• **SHORT EXERCISE**:
Please list the lines of the entries below as a numbered list, leaving out blank lines, from the line with "Where can the weathered wood" up to and including the last line of the entries. Give only those lines.

• **DATA LINES**:
▽

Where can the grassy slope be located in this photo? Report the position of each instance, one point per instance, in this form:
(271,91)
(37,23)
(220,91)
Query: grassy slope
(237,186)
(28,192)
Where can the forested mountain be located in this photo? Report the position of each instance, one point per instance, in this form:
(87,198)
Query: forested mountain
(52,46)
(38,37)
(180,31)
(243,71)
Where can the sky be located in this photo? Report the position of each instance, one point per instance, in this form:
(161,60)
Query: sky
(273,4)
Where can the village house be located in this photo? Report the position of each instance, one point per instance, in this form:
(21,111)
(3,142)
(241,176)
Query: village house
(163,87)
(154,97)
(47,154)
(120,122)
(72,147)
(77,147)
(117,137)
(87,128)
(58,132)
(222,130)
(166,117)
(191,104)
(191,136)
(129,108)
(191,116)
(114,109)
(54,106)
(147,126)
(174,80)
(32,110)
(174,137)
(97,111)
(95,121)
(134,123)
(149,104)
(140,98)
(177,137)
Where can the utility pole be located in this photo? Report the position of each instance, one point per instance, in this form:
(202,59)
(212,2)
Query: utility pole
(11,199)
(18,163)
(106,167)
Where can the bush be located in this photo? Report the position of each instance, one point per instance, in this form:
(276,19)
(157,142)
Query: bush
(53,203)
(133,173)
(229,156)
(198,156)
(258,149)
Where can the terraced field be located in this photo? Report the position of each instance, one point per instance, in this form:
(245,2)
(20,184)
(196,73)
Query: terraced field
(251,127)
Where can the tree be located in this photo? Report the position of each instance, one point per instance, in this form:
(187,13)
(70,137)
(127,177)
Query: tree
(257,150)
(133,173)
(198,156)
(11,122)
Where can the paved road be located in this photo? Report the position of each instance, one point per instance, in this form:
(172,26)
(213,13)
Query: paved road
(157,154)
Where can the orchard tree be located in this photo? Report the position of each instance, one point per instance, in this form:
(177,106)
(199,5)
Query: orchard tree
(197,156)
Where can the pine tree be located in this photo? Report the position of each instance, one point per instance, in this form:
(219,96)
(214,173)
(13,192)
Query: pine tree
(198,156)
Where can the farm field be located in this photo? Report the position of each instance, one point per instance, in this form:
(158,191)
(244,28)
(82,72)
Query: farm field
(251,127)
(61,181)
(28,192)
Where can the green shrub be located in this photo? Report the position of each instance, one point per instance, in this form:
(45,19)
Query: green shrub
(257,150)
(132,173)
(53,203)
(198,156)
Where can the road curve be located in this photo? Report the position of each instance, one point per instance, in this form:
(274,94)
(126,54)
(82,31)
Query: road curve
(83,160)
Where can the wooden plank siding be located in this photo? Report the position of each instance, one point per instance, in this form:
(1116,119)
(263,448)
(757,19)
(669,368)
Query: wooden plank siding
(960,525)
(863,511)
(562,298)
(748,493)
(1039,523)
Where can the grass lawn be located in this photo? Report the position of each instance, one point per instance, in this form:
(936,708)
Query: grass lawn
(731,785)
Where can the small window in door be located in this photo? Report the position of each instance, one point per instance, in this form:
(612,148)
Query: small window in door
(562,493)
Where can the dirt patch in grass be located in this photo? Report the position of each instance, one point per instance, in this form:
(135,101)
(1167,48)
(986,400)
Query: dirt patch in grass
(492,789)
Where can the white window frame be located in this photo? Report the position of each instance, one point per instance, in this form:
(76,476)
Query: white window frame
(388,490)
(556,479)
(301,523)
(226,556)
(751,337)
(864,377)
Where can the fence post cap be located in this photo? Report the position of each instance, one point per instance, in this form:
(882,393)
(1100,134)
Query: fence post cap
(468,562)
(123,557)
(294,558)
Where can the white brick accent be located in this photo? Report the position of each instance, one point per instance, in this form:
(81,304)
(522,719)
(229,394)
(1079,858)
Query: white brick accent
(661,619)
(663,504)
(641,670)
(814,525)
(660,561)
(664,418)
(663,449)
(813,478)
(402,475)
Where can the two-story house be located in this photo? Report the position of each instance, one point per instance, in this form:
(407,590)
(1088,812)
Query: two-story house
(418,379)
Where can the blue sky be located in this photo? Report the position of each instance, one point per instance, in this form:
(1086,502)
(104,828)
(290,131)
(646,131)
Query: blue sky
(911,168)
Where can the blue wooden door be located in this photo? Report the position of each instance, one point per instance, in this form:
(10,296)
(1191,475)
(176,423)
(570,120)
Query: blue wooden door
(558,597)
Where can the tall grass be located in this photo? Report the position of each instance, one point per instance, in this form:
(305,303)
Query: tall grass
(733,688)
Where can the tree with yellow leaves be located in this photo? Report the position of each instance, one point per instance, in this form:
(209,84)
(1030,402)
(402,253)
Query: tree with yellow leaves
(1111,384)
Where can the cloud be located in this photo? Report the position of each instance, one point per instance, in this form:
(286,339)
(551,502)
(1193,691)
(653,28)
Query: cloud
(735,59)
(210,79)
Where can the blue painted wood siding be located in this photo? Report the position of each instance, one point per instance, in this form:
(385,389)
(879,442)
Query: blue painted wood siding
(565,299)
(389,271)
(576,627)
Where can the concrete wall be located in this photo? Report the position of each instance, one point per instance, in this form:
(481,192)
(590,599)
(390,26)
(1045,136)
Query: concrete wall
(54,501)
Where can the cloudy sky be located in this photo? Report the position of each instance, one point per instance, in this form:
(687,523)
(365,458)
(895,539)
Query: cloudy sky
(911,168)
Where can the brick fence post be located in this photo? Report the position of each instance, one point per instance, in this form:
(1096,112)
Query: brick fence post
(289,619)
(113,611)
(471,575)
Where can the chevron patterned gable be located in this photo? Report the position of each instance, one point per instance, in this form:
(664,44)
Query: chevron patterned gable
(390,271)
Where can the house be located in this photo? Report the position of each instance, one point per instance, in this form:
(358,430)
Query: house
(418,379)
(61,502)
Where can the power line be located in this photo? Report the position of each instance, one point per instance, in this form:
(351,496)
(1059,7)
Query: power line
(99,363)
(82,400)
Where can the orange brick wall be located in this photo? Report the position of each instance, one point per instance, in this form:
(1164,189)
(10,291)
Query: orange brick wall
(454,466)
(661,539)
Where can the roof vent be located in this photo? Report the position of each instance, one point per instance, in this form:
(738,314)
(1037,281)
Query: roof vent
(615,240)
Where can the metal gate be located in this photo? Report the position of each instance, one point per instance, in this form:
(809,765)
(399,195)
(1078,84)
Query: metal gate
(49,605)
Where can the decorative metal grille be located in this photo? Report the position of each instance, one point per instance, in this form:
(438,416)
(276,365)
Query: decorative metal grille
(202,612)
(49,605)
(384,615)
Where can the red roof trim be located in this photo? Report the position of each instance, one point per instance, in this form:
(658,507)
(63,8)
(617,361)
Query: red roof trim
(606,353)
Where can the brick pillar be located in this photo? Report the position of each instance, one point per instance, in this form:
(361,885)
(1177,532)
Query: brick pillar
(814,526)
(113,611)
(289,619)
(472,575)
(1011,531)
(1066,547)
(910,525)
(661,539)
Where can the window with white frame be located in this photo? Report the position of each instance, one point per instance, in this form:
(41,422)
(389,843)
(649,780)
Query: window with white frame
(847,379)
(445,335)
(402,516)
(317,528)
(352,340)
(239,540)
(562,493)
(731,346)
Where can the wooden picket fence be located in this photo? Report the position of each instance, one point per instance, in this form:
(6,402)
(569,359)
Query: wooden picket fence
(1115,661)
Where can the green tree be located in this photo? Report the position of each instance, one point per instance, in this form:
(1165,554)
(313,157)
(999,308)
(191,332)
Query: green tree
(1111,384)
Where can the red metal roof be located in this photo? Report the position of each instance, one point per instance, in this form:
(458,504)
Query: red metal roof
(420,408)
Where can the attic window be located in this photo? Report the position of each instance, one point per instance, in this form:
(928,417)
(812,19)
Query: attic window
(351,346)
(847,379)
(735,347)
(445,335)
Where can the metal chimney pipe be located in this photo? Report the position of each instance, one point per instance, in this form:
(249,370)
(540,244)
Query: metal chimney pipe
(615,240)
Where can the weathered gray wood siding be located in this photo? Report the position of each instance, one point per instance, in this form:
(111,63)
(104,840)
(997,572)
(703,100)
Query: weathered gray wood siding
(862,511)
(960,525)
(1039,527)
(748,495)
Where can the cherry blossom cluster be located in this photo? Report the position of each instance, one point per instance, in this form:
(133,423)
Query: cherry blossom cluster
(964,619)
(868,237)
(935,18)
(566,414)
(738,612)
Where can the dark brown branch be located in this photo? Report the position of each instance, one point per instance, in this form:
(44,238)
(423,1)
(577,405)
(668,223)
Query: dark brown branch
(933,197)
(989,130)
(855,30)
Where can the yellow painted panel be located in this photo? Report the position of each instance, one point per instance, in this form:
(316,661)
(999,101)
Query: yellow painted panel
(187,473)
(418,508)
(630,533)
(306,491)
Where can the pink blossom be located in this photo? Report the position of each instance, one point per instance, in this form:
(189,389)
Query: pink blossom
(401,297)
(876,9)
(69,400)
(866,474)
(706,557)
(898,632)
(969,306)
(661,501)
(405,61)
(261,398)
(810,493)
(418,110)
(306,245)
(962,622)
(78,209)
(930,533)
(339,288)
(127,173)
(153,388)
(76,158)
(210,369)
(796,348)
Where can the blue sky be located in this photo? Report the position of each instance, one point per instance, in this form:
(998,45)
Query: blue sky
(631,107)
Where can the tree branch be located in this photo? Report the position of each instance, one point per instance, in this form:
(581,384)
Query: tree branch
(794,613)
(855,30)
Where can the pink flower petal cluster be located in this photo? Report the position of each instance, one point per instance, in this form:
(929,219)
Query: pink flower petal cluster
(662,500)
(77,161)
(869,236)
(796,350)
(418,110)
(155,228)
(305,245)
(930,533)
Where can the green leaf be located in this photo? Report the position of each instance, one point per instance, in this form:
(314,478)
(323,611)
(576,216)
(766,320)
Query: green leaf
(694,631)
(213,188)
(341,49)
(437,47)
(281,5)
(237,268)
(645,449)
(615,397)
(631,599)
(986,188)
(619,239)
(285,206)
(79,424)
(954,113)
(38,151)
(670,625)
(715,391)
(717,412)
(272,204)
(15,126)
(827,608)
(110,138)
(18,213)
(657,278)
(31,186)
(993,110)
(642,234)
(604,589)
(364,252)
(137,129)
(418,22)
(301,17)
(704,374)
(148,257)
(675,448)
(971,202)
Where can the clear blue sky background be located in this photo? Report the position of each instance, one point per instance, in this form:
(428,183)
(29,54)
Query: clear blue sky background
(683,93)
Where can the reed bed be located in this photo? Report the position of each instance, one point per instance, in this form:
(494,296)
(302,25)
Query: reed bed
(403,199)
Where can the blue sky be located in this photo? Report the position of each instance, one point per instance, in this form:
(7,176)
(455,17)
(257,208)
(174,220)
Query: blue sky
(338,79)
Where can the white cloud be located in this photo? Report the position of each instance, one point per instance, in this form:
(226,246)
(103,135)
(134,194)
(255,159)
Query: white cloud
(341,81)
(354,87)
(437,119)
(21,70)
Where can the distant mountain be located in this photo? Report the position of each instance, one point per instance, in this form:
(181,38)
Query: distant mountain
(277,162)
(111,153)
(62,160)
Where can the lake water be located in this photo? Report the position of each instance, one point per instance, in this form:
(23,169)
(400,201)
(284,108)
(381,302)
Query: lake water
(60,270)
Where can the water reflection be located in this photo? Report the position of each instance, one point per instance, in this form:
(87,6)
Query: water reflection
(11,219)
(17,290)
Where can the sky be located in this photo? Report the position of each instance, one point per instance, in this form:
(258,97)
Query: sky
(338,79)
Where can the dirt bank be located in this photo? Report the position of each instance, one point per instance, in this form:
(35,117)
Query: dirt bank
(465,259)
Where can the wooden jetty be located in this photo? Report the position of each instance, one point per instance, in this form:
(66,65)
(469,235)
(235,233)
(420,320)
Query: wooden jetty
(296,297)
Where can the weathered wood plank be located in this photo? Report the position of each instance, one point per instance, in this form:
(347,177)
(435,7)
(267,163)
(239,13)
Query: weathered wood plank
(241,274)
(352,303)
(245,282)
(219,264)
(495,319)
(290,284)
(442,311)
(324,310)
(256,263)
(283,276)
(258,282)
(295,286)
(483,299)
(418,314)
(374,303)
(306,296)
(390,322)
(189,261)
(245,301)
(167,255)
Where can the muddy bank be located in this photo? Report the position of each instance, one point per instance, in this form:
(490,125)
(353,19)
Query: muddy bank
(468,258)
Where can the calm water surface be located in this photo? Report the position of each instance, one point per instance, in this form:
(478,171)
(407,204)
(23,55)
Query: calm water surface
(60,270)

△

• **EXERCISE ANSWER**:
1. Where can the weathered wood plank be located in this photo? Report the position of each instance, one point per instance, in this form:
2. (347,177)
3. (435,7)
4. (267,163)
5. (239,13)
6. Query: weathered wood plank
7. (241,274)
8. (352,303)
9. (245,282)
10. (219,264)
11. (495,319)
12. (290,284)
13. (442,311)
14. (324,310)
15. (256,263)
16. (283,276)
17. (258,282)
18. (295,286)
19. (483,299)
20. (418,314)
21. (374,303)
22. (306,296)
23. (390,322)
24. (189,261)
25. (245,301)
26. (167,255)
27. Where can the muddy bank be located in this photo? Report the position of each instance, one point per instance, in this form:
28. (490,125)
29. (353,19)
30. Query: muddy bank
31. (468,258)
32. Where can the calm water surface be located in this photo? Report the position of each instance, one point per instance, in this form:
33. (478,171)
34. (407,204)
35. (23,55)
36. Query: calm water surface
37. (60,270)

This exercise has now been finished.